-------- READING TEXT --------
Extension Transform node - Syntax tab

Select your type of syntax – R or Python for Spark. See the following sections for more information. When your syntax is ready, you can click Run to execute the Extension Transform node.

R Syntax

R Syntax. You can enter, or paste, custom R scripting syntax for data analysis into this field.

Convert flag fields. Specifies how flag fields are treated. There are two options: Strings to factor, Integers and Reals to double, and Logical values (True, False). If you select Logical values (True, False) the original values of the flag fields are lost. For example, if a field has values Male and Female, these are changed to True and False.

Convert missing values to the R 'not available' value (NA). When selected, any missing values are converted to the R NA value. The value NA is used by R to identify missing values. Some R functions that you use might have an argument that can be used to control how the function behaves when the data contain NA. For example, the function might allow you to choose to automatically exclude records that contain NA. If this option is not selected, any missing values are passed to R unchanged, and might cause errors when your R script is executed.

Convert date/time fields to R classes with special control for time zones. When selected, variables with date or datetime formats are converted to R date/time objects. You must select one of the following options:
  • R POSIXct. Variables with date or datetime formats are converted to R POSIXct objects.
  • R POSIXlt (list). Variables with date or datetime formats are converted to R POSIXlt objects.
Note: The POSIX formats are advanced options. Use these options only if your R script specifies that datetime fields are treated in ways that require these formats. The POSIX formats do not apply to variables with time formats.

Python Syntax

Python Syntax. You can enter, or paste, custom Python scripting syntax for data analysis into this field. For more information about Python for Spark, see Python for Spark and Scripting with Python for Spark.
-------- DATA LISTING --------
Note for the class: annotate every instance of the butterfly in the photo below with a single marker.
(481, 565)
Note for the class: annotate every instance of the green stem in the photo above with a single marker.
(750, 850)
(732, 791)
--------
▸ TASK 1
Answer these questions using the Syntax tab text:
(a) Which two types of syntax can be selected?
(b) Which value does R use to identify missing values?
(c) Do the POSIX formats apply to variables with time formats?
▸ TASK 2
Rewrite the Syntax tab text starting with "Convert date/time fields" and going on through "R POSIXlt objects.", substituting "instances" for "objects" wherever it appears.

▸ RIGHT ANSWER 1
(a) R or Python for Spark.
(b) NA.
(c) No, they do not apply to variables with time formats.

▸ RIGHT ANSWER 2
Convert date/time fields to R classes with special control for time zones. When selected, variables with date or datetime formats are converted to R date/time instances. You must select one of the following options:
  • R POSIXct. Variables with date or datetime formats are converted to R POSIXct instances.
  • R POSIXlt (list). Variables with date or datetime formats are converted to R POSIXlt instances.